— BEGIN EXERCISE MATERIALS —

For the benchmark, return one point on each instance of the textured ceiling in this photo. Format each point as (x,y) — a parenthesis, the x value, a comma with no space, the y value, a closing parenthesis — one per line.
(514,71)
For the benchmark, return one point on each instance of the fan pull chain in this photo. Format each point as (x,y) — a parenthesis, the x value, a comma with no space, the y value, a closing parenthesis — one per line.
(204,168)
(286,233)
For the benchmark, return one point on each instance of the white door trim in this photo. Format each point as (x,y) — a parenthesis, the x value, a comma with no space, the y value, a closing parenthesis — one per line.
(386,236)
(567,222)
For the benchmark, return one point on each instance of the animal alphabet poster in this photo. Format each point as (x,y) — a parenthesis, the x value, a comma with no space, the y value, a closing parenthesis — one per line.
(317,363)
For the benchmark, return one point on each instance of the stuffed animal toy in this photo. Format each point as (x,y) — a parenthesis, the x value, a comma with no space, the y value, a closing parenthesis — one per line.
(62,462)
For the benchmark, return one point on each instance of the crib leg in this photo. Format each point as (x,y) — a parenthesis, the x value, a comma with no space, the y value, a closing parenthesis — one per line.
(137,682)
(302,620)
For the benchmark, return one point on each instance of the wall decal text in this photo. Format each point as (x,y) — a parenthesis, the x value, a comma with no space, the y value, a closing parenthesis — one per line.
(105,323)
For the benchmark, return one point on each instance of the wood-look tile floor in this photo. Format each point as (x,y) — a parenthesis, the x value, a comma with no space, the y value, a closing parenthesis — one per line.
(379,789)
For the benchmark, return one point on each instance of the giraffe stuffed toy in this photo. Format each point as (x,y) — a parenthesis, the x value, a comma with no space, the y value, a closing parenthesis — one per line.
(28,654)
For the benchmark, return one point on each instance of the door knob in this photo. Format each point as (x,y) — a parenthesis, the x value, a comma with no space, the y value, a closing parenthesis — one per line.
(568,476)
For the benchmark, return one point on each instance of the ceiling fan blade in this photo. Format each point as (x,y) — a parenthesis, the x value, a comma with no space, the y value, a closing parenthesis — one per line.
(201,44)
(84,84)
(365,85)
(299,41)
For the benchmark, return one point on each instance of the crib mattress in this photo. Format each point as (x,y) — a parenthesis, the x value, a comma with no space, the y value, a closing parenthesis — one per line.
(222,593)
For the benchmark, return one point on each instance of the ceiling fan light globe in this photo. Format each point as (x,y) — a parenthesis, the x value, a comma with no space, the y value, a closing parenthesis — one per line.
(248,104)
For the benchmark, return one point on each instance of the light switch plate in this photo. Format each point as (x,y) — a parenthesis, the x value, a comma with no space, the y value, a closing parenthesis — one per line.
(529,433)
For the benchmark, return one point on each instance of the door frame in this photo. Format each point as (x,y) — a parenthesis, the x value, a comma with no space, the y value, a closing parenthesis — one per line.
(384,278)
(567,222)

— END EXERCISE MATERIALS —

WHAT IS ASKED. Extract the complete data, matching each line exactly.

EXPECTED ANSWER.
For the benchmark, return one point on each instance of the textured ceiling in this photo. Format each point as (x,y) — a parenthesis, the x value, a comma with no space, the y value, a closing parenthesis — one per line.
(514,71)
For the benchmark, return one point on each instance of the fan pull chain in this photo. Format each point as (x,y) — a parenthesis, the x value, a comma with no space, the y value, a closing parenthesis — one per line.
(204,168)
(286,233)
For the benchmark, return one point on each instance of the white door trim in this photo. Format each point as (x,y) — a parenthesis, the x value, a comma with no space, the y value, a closing parenthesis — one per line.
(386,236)
(567,222)
For the benchmark, return one point on each instance of the animal alphabet poster in this photo. Format each point as (x,y) — a parenthesis, the x value, a comma with no space, the y value, a closing parenthesis — one per line.
(317,363)
For the benchmark, return one point on each instance of the stuffed animal toy in this photo. Format each point as (x,y) — a parenthesis, the x value, a comma with no space, the y value, a closing parenthesis — one per line.
(62,462)
For the benchmark, return one point on each instance of the crib leg in this photo. Format each point as (x,y) — a parenthesis, the x value, a comma with no space, the y value, a closing parenthesis — one per line.
(137,682)
(302,620)
For the benchmark, return one point on each instance of the wall decal text in this photo. Format each point as (x,y) — a parenthesis, the x value, a comma with no space, the y value, a closing parenthesis — one per line.
(105,323)
For the benchmark, return one point on each instance of the wood-look tile floor in this photo. Format each point as (x,y) — a parenthesis, the x value, a comma with no space, the y value, a closing parenthesis — one per line.
(379,789)
For the benchmark, return one point on each instance of the giraffe stuffed toy in this photo. Format each point as (x,y) — a parenthesis, the x value, a comma with no space, the y value, a closing parenthesis — one per line.
(28,654)
For the benchmark, return one point on each instance of the door knob in this photo. Format each point as (x,y) — a parenthesis, the x value, a comma with no space, the y value, a closing parenthesis — one per line.
(568,476)
For the benchmark, return one point on each instance of the ceiling fan blade in this photo. Format each point as (x,y) — a parenthesis, the x value, a comma with no space, the y value, a closing parenthesis — one per line.
(201,44)
(84,84)
(365,85)
(299,41)
For the benchmark, return one point on each instance of the crib mattress in this photo. Format each point as (x,y) — a parenthesis, the x value, a comma with no space, the y value, a closing parenthesis — one per line.
(222,593)
For the benchmark, return one point on each instance of the ceiling fan light globe in this photo. Format each point as (x,y) — a parenthesis, the x value, a comma with no space, the y value, a closing parenthesis — one per line.
(248,104)
For the benchmark, return one point on each instance of the light switch plate in this photo. Format each point as (x,y) — a parenthesis, the x value, a comma with no space, the y value, a closing parenthesis — one per line.
(529,433)
For the benchmark, return one point on each instance of the door frame in this photo. Format each point as (x,y) — a parenthesis, the x value, a comma with no space, the y value, a closing parenthesis — one per line.
(384,278)
(567,222)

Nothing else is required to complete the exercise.